提供抜粋.
============

ハンディサイズのクリーナーは国内家電メーカーやダイソンの製品が注目を集めていますが、最近ではプロ向け電動工具シリーズの充電式クリーナーが一般ユーザーからも注目を集めています。プロ向けの製品を作っているメーカー故にラインナップや性能の違いについて複雑なところも多く、製品の選び方が難しくなっています。今回は、電動工具メーカーのプロ向けクリーナーのポイントを解説します。
目次
電動工具メーカー プロ用クリーナーの特徴
電動工具メーカーのクリーナーが一般家庭に一躍人気になった大きな理由こそ通販生活の「マキタのターボ」です。
元々、マキタのクリーナーはプロユーザーが現場の清掃などに使われていた製品でしたが、必要最低限な機能やシンプルなデザインが一般ユーザーにも受け、現在では清掃業者や公共機関などのプロユーザーにも逆輸入されるほど人気の製品となっています。
電動工具メーカーのクリーナーは、付加機能を省き、性能も必要最低限に収めているのが特徴です。吸込力などの性能的な部分で勝てる製品ではありませんが、ちょっとした掃除などに大活躍できる製品です。
電動工具のクリーナーはアフターサポートも優秀で、マキタクリーナーであれば全国各地に点在するマキタ営業所に修理依頼が可能です。もちろん、シンプルな構造なので直接部品を仕入れれば自分で修理することも可能です。
電動工具ブランド クリーナーの選び方
電動工具メーカーのクリーナーは、外観がシンプルなので見分けがつきにくく、バッテリーシリーズによる互換性などもあるので、最適な一台を探すにはカタログなどで下調べが必要になってしまいます。
電動工具ブランドクリーナーの注意点としては「吸引能力が低め」に留意しなくてはいけません。
元々のコンセプトが建築現場で求められた最低限の清掃用途からスタートした製品なので、カーペットや布団などの高い吸引力を必要とする用途には向きません。この辺りは家電メーカーのクリーナーとコンセプトが異なっています。
電動工具ブランドのクリーナーは清掃性能を求めるよりも、手軽に使える2台目の掃除機としての清掃に使用するのが最適です。
バッテリー
電動工具メーカーのクリーナーのバッテリーは他の製品にも使える着脱式になっていて、電圧や容量など様々なラインナップが展開されています。オススメはリチウムイオンバッテリーですが、充電器やバッテリーの初期費用が高くなるので、低価格なバッテリー内蔵式の製品も人気です。

============

項目一覧.
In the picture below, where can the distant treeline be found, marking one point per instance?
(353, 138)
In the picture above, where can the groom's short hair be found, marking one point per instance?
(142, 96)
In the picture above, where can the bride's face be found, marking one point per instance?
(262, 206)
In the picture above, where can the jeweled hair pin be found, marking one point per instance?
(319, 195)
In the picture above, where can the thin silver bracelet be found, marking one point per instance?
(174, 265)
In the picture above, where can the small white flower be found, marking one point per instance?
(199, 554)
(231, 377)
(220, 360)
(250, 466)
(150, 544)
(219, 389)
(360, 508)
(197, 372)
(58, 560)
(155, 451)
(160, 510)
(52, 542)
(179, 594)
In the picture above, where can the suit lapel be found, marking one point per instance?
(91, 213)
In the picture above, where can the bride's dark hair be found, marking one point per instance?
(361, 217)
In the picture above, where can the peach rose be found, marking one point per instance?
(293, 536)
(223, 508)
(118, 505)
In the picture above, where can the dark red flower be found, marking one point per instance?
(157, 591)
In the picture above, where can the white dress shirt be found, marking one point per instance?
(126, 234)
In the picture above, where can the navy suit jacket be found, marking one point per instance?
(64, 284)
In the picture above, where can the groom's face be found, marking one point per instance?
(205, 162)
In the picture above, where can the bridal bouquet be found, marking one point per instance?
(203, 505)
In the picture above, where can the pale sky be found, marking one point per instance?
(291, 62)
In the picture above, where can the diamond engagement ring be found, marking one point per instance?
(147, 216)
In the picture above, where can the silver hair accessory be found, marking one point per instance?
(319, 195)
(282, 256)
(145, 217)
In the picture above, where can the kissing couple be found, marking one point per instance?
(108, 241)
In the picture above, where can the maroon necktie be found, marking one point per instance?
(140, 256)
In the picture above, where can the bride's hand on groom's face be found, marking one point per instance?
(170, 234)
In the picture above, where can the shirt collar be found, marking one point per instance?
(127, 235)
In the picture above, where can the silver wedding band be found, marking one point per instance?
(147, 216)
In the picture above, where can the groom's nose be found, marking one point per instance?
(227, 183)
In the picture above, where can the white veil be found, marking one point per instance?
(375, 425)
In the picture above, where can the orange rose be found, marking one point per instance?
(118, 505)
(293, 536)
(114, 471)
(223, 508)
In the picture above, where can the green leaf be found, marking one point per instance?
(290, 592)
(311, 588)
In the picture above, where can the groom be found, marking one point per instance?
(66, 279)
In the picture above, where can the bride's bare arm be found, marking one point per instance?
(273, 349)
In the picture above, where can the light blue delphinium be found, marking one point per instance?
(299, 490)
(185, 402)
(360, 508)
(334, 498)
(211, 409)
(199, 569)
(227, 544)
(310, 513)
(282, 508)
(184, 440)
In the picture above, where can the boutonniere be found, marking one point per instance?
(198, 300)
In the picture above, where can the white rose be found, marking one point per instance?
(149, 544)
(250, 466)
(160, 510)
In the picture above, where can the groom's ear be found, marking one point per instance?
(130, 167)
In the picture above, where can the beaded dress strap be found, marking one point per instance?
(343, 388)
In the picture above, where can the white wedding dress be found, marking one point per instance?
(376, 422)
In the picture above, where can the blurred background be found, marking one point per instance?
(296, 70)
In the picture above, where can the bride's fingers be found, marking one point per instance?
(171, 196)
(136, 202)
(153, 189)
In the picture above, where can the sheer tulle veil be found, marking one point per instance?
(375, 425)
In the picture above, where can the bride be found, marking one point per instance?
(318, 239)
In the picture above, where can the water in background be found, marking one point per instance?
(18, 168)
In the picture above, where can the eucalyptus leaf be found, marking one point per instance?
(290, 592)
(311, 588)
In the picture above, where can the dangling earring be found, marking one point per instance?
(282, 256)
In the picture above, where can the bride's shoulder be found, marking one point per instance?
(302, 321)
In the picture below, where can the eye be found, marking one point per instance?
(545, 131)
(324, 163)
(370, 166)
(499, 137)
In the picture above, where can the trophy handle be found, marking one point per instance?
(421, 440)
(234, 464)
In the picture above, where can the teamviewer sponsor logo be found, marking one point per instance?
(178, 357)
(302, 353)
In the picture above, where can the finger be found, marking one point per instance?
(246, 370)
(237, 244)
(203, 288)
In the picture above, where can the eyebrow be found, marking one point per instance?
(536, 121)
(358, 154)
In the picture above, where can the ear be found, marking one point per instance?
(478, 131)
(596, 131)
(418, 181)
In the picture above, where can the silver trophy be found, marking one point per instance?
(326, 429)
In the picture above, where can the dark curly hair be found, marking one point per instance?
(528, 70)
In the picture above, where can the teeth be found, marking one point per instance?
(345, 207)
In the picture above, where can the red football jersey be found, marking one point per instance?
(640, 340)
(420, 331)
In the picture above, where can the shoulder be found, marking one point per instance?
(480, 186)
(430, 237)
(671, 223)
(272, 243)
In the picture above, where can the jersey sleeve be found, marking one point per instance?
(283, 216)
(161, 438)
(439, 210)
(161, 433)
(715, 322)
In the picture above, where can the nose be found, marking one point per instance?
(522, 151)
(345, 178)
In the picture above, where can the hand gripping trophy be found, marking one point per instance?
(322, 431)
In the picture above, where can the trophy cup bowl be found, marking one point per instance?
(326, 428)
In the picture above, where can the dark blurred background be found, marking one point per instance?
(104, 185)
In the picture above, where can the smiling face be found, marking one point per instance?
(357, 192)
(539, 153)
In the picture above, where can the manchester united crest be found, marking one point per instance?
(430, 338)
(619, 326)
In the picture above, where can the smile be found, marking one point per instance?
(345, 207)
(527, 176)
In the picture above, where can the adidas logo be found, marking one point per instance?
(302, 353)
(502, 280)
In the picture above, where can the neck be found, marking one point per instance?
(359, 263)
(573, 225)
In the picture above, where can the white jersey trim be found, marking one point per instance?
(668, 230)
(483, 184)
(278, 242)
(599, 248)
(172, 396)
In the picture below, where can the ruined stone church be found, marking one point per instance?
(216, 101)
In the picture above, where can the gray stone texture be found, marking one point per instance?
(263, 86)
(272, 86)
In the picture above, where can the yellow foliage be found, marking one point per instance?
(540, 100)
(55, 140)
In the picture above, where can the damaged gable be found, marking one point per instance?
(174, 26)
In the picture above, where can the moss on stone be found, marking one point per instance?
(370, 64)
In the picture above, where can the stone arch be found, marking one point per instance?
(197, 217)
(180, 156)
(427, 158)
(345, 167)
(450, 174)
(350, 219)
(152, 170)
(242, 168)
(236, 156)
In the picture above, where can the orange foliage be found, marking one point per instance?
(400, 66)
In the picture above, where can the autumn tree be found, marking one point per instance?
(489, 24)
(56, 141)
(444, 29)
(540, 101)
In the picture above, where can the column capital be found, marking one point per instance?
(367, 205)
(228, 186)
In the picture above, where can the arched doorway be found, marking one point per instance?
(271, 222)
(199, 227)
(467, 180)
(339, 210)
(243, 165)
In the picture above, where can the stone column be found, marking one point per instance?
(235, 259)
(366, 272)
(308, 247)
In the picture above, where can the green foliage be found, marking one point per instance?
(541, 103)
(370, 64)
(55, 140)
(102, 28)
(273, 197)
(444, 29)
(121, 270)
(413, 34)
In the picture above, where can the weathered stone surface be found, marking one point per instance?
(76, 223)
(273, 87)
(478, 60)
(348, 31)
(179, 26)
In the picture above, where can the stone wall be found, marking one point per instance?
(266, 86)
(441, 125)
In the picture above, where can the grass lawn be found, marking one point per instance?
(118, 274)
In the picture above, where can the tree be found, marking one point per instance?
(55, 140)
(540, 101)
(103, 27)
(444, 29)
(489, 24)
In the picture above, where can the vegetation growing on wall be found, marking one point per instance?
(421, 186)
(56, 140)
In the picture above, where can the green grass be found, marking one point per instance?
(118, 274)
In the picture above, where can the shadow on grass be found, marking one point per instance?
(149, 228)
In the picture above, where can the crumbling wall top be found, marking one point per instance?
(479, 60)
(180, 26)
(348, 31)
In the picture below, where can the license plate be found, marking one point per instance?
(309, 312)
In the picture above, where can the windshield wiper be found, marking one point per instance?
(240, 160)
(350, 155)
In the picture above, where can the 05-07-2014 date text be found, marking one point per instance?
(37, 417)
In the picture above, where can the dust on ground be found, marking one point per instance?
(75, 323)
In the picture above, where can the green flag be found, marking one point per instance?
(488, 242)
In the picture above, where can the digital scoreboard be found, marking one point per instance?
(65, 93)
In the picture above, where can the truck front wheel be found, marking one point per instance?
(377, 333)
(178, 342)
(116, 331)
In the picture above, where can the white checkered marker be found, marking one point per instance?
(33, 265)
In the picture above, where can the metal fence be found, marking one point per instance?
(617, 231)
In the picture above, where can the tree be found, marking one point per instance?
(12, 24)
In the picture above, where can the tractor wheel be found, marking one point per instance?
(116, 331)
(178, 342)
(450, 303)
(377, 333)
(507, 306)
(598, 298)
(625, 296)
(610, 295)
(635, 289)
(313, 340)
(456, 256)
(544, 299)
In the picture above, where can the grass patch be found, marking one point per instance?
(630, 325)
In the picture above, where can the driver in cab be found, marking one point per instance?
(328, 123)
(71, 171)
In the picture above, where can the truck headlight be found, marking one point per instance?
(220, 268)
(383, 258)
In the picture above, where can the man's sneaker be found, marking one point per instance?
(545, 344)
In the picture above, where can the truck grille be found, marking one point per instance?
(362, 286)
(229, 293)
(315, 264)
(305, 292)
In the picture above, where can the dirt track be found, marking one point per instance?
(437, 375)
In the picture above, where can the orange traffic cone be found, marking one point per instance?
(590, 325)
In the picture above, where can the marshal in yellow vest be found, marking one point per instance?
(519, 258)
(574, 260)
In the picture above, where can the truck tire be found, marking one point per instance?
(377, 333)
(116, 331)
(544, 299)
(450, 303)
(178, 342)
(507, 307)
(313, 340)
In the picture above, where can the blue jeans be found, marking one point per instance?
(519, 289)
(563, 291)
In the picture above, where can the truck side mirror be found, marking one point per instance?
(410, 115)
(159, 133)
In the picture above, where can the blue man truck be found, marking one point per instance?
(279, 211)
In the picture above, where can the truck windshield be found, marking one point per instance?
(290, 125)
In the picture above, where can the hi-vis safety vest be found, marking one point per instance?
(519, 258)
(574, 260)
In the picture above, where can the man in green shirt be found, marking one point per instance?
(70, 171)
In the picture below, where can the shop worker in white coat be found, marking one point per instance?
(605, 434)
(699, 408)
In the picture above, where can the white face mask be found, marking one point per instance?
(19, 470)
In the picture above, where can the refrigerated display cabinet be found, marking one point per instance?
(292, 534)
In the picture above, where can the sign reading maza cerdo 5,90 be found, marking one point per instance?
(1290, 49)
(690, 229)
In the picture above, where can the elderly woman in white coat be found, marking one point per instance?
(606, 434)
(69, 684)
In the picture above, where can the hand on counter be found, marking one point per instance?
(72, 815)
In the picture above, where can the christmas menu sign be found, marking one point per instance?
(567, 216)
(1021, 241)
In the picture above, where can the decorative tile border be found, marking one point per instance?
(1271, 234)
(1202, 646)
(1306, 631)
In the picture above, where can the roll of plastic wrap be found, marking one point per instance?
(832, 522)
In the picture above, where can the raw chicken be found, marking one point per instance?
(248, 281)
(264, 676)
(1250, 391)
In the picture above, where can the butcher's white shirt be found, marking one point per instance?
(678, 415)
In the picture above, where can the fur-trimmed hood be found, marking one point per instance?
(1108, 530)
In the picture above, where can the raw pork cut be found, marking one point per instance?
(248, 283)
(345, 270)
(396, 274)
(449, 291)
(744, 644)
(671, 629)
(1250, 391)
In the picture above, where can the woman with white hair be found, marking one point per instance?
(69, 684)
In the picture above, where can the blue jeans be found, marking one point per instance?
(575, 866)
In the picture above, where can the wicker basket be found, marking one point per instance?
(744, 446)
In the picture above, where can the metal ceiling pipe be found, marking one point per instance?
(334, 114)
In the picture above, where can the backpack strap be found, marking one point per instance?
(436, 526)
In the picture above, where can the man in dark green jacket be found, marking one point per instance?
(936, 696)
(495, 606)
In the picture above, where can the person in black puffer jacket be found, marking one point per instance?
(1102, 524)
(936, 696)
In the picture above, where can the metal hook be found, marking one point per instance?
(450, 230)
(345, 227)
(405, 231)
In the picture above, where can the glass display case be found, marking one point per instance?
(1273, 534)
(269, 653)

============

課題文.
電動工具メーカーのクリーナーを解説した抜粋について、最後の文に続けて書き継いでください。

出力結果.
バッテリーの中で一番おすすめなのが、バッテリー容量が多く対応製品も多い18Vシリーズです。
中でもマキタの18Vバッテリーシリーズは、製品ラインナップが多くランタンからライト・テレビ・コーヒーメーカーなど様々なマキタ製品に対応しています。
集塵方式
電動工具のプロ向けクリーナーは「カプセル式」「ダストパック(紙パック)式」「サイクロン式」の3種類があります。
カプセル式はダストパックがいらない手軽な方式ですが、木屑などの大きなゴミの吸い込みに向いている方式なので、家庭のホコリなどはフィルターに詰まりやすく細かな手入れが必要です。
一般家庭でオススメなのはパック式で、吸引力がほとんど一定で衛生的なので扱いやすい方式です。紙パックと布パックの2種類に対応しているので、用途に応じて使い分けられるのもメリットです。
サイクロン式はホースの間に装着する後付けのアタッチメントです。他の2種類の方式と併用して使用する方式で、吸込力は若干下がってしまいますが、集塵容量が増えてカプセルやパックのゴミ捨て頻度が減るのでオススメです。
スイッチ
スイッチには「トリガ式」「ボタン式」「スライド式」の3種類があります。
実際の用途によってスイッチ形状を選ぶのがおすすめです。家庭の掃除であれば、ON/OFFをワンタッチで切り替えられるボタン式かスライド式。細かい清掃を広範囲に行う清掃作業などであれば、細かい電源切り替えができるトリガー式がおすすめです。
吸込仕事率
吸込仕事率とは、掃除機の吸引力を表す目安の値です。数字が大きいほど吸引力が優れていることを表します。
基本的には電圧が高いほど吸込仕事率が高くなる傾向がありますが、先端ノズルやフィルターのゴミ付着の有無などによっても上下するため、あくまでもクリーナーの目安として参考程度に収めるのが良いです。
メーカー別クリーナーリスト
電動工具メーカーを展開している主なメーカーはマキタ・HiKOKI・RYOBIの3社です。その中で、最も人気が高く製品ラインナップが多いのがマキタです。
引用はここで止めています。